### ACTION ITEM
Omit the pictures, please, and give each record below again exactly.

### RECORDS SUPPLIED
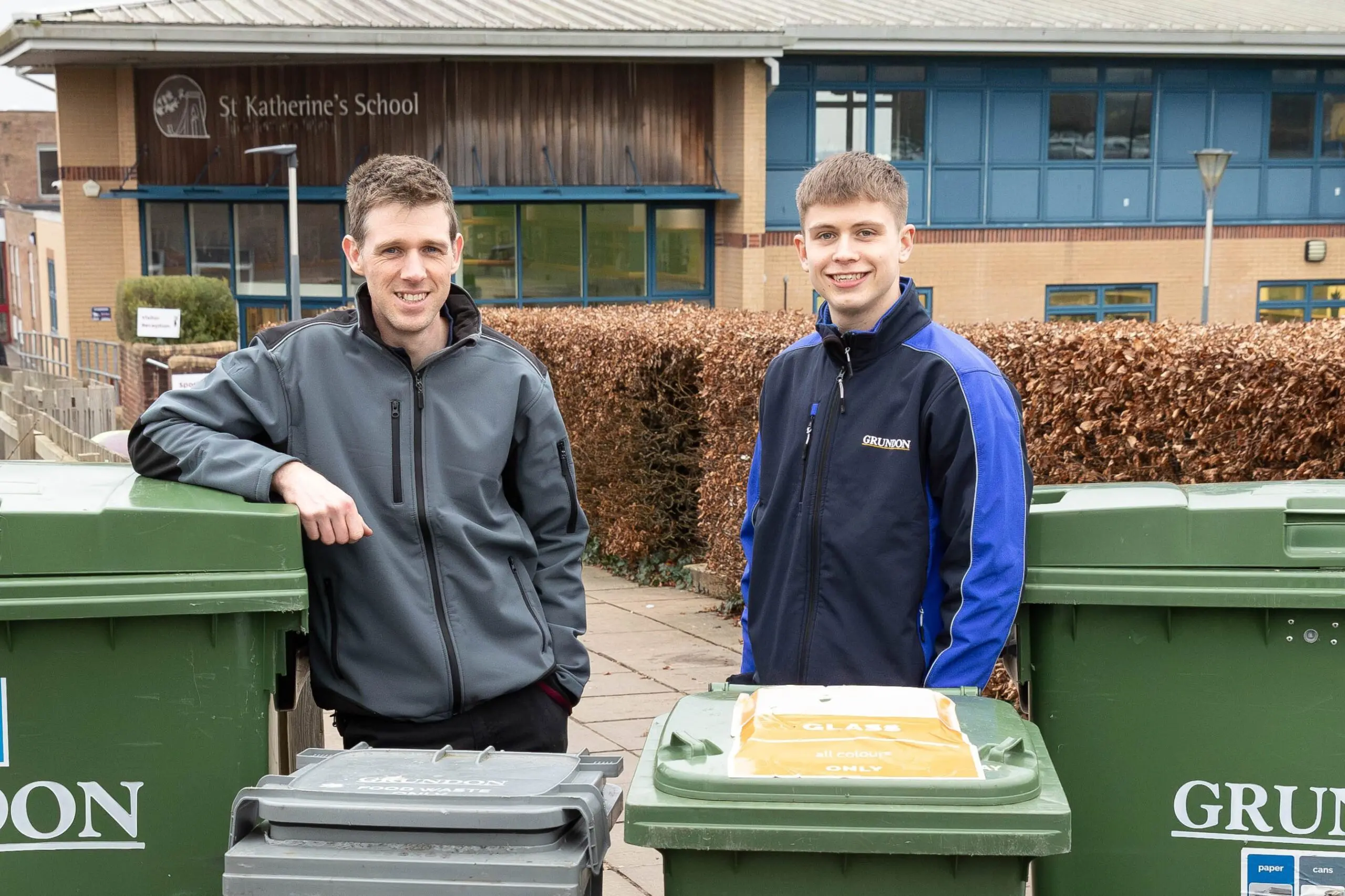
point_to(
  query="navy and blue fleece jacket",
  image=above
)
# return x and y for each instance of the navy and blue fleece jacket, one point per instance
(887, 509)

### EXERCISE RESULT
point_to(
  query="navy and blue fleece jacket",
  image=above
)
# return x and y for each instance of the navy and blue fleece jacket, one point per instance
(887, 509)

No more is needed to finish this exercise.